** START **

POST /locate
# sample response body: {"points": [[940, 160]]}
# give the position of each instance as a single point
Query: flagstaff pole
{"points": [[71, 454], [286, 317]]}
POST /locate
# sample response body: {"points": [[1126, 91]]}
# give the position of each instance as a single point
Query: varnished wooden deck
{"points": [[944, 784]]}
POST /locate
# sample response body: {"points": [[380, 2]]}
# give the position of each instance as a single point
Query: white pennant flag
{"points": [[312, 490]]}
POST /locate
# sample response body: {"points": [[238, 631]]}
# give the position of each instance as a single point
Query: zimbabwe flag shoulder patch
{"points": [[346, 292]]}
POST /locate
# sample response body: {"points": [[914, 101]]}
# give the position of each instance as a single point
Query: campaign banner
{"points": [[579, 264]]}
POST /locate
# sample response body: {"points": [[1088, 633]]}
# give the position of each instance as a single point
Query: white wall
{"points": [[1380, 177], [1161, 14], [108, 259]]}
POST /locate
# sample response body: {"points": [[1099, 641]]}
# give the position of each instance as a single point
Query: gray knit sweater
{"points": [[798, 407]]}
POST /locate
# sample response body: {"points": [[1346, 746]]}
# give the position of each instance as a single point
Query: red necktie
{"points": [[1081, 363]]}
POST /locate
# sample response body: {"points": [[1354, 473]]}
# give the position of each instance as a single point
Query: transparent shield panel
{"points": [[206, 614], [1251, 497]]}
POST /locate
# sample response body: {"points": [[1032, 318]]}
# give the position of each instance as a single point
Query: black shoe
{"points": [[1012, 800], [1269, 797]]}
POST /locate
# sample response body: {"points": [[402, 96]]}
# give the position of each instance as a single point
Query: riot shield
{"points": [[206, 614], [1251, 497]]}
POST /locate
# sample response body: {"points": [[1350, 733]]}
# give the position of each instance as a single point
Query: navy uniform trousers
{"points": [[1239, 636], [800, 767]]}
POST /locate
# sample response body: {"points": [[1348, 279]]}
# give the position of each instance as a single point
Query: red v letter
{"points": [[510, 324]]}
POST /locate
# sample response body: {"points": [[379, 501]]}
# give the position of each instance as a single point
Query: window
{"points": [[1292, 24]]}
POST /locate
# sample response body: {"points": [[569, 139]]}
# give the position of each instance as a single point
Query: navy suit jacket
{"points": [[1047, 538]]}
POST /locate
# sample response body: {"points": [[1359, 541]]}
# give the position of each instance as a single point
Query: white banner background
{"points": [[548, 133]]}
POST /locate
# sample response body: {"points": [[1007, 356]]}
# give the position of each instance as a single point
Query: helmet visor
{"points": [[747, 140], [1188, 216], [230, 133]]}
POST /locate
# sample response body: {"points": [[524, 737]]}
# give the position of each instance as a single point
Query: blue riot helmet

** END **

Stated task
Tally the lines of the records above that contain the string "shield". Reply with only the number.

Correct output
2